- [Extract provided]
──────────────────────────────
Story of A Girl by Sara Zarr

"One of the things Darren and me have in common is that we both let Mom and Dad down.  Him because of having a kid so young, not to mention getting busted for pot when he was sixteen and having to go through this whole court thing.  And me because, well, no one wants the school slut for a daughter.  Technically, I'm not a slut, because there was only ever Tommy, but it's hard to defend myself on a technicality when things happened the way they did.  It's not like I could get on the school PA system and issue a rebuttal.  Page 42

"This is my life, I thought.  This is it.  When I'm thirty-five years old picking up tampons and a loaf of bread at the store and I run into Jolene Hancock in the express line, she'll look at me and when she gets home she'll tell her husband, 'I saw Deanna Lambert at the store.  She's this girl I knew in high school.  Kind of skanky.  Slept with this gross junior when she was only thirteen.' "  Page 90

In terms of character, Zarr's debut novel establishes the foundation that serves as a template for at least two of her other novels.  While I feel she is a writer who has gotten better which each new book all of her signature power and visceral reality is present in Story of a Girl.

Deanna started having sex at thirteen; a year after she started smoking cigarettes; the same year she started smoking pot.  Now, years later, she still struggles to redefine her identity in the eyes of her contemporaries and her family.
──────────────────────────────
- [Dataset section]
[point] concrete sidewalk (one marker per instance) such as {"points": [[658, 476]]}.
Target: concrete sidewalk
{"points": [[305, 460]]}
──────────────────────────────
- [Given problem 1]
From the review of Story of a Girl, reproduce word for word the passage starting at "In terms of" and ending at "Story of a Girl.".
- [Given problem 2]
In the review of Story of a Girl, how old was Darren when he got busted for pot?

- [Solution 1]
In terms of character, Zarr's debut novel establishes the foundation that serves as a template for at least two of her other novels.  While I feel she is a writer who has gotten better which each new book all of her signature power and visceral reality is present in Story of a Girl.

- [Solution 2]
Sixteen.